Referring expression data:
- - - - -
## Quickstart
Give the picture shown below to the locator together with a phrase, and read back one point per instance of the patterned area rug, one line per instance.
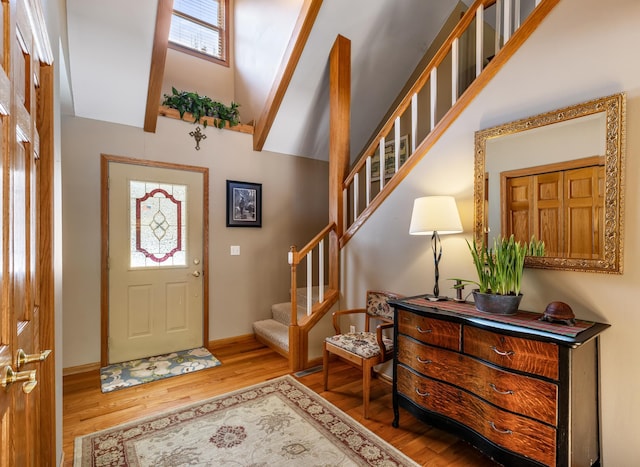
(145, 370)
(277, 423)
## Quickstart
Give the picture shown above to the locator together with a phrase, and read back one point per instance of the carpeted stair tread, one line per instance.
(273, 331)
(281, 312)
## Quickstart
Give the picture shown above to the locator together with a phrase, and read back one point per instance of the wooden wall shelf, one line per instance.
(173, 113)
- - - - -
▶ Aim of the exercise
Write out each line exactly, beginning at the one with "tread, one line per instance." and ending at the final line of the records above, with nothing added.

▶ Final answer
Give the picture shown above to the locator together with a phrase, and read back one point per instance of the carpeted stair tread, one line per instance.
(273, 331)
(281, 312)
## Quickstart
Give the picture shown above to the locator together with a phrase, and read back one point per instance of the wooden wall shelf, one line per instance.
(173, 113)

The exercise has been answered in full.